Keep each line of the material that includes "logo", and leave out the rest.
[[ Entries shown open ]]
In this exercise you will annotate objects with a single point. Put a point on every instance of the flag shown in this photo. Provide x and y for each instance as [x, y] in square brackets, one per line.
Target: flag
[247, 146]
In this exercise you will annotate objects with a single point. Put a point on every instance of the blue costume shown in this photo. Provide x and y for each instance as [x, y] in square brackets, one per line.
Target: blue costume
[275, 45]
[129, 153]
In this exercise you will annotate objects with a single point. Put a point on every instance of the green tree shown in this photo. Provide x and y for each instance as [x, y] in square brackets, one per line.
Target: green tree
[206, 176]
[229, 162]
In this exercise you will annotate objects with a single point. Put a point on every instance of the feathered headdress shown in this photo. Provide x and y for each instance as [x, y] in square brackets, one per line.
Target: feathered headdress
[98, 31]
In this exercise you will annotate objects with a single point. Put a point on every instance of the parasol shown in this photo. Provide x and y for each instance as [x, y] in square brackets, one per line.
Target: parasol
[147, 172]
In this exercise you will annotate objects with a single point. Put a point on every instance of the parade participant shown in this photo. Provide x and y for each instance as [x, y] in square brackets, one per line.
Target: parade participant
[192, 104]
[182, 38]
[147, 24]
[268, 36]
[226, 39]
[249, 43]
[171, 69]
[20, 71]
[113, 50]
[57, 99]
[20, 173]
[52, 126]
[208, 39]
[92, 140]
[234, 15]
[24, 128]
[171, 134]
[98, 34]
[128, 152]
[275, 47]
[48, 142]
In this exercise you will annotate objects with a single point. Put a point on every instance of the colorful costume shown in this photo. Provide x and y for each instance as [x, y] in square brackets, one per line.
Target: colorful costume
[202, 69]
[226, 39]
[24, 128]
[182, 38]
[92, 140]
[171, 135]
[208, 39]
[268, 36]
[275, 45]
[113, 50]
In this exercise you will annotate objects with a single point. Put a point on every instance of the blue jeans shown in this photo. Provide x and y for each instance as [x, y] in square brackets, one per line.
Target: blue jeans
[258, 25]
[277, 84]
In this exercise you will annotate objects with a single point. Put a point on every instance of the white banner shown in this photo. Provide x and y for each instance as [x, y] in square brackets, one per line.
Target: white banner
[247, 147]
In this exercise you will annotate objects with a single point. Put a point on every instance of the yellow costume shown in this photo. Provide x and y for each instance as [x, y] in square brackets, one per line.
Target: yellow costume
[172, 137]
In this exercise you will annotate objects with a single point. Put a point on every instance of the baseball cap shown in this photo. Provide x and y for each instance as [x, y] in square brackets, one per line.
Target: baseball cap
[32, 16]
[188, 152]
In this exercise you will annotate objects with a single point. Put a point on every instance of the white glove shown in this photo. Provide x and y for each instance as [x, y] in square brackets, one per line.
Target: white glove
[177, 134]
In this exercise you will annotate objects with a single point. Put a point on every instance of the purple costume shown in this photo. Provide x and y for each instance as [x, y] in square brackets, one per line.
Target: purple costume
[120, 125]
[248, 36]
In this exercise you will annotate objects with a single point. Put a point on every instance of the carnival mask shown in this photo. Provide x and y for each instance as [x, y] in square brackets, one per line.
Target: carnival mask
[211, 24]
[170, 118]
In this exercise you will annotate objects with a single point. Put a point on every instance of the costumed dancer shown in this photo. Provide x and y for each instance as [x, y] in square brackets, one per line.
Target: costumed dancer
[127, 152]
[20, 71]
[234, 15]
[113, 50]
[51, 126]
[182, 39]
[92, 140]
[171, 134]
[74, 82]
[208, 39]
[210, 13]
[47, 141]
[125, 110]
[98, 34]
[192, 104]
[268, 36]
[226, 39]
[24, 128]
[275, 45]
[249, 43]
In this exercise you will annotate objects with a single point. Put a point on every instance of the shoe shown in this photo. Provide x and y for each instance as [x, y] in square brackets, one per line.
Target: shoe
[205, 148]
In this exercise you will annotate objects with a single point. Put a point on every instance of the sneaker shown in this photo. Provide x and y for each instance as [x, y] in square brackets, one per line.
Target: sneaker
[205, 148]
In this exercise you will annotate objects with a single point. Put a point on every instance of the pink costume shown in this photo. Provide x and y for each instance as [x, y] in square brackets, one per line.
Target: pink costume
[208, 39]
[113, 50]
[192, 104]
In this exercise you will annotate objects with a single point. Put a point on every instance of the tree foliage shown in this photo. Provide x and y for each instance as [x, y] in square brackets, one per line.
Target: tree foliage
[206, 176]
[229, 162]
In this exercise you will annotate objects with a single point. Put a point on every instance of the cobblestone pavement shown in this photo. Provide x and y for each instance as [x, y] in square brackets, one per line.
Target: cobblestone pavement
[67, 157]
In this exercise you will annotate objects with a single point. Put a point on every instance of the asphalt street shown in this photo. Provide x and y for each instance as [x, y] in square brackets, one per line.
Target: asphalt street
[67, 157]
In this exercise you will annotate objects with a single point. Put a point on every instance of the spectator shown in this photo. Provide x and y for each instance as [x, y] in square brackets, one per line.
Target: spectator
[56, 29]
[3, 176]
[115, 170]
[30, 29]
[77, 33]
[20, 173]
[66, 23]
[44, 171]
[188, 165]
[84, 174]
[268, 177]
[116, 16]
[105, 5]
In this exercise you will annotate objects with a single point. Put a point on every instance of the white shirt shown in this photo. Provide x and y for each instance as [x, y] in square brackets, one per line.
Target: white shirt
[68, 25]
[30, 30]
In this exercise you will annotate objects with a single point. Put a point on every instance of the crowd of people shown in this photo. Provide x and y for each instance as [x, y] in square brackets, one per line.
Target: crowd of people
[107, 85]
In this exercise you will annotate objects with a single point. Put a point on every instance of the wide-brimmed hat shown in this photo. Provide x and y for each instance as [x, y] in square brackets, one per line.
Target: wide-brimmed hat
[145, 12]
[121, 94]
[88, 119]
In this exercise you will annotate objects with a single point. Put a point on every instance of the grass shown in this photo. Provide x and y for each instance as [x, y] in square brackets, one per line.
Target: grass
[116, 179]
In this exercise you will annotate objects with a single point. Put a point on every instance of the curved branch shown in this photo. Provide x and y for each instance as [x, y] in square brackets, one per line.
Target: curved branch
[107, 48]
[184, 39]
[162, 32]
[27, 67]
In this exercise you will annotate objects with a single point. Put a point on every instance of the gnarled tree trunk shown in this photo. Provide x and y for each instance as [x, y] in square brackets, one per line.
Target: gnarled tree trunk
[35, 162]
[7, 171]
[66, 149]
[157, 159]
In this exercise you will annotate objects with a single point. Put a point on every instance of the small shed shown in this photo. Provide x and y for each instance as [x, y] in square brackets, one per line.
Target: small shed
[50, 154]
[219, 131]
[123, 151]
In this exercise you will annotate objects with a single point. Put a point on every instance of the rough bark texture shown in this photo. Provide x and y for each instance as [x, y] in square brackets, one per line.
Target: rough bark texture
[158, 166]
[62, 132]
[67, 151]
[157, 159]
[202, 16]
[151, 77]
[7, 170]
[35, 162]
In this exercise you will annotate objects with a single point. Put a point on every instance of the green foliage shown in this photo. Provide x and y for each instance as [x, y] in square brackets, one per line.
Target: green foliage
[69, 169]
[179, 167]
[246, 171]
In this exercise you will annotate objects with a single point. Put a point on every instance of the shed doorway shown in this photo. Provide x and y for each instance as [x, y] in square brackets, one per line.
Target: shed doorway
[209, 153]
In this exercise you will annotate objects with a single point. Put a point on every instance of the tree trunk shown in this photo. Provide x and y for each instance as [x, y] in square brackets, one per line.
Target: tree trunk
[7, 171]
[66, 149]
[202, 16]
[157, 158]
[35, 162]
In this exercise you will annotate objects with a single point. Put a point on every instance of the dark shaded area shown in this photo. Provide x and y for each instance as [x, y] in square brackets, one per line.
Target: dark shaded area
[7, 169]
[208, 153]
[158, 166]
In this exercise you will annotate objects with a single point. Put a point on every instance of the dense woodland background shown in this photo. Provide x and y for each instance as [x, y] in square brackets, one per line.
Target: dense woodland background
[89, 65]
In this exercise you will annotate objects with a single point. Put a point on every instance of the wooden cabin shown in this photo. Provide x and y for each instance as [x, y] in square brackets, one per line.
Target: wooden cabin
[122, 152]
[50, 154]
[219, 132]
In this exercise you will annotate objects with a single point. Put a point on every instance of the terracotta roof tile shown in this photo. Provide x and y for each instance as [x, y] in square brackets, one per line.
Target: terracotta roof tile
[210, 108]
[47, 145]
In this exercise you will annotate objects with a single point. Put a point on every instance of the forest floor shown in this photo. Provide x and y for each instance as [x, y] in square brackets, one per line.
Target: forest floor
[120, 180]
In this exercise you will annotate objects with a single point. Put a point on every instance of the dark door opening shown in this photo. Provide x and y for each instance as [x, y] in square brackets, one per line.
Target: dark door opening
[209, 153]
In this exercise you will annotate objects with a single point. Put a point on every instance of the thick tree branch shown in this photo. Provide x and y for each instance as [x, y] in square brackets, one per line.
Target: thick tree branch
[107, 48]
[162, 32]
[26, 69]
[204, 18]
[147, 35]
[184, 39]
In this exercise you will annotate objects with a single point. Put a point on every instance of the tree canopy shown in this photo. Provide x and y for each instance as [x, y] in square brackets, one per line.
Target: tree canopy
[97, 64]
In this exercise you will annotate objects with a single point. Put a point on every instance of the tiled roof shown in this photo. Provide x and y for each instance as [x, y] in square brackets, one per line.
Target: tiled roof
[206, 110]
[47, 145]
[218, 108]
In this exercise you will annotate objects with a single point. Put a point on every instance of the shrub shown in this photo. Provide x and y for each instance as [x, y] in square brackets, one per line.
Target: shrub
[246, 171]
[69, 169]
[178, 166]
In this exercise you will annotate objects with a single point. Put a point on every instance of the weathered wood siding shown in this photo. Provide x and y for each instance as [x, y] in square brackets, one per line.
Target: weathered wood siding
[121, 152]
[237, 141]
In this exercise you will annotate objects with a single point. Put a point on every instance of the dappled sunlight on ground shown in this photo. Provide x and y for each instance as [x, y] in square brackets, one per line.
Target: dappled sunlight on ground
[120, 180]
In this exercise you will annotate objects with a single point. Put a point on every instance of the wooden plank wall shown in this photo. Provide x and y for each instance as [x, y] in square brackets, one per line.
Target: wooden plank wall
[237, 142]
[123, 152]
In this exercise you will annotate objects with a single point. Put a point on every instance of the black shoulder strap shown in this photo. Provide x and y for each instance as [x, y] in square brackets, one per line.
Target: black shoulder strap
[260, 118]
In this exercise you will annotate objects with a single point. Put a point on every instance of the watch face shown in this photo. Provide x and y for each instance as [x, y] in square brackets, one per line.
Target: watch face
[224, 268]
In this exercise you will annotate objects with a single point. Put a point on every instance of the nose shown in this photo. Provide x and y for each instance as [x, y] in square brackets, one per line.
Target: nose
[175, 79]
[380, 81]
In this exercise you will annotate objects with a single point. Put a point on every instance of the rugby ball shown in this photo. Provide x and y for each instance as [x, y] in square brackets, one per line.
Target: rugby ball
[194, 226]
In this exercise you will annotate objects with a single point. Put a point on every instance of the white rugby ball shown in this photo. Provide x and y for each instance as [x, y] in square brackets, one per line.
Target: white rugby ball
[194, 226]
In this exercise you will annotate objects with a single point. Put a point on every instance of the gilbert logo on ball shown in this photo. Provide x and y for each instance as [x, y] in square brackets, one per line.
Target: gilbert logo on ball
[[ Entries shown closed ]]
= Answer space =
In this exercise you will annotate objects with a single point. Put a point on every instance of the gilbert logo on ball shown in this photo. Provide x and y for each instance as [x, y] in square brackets, one per line.
Target: gilbert logo on ball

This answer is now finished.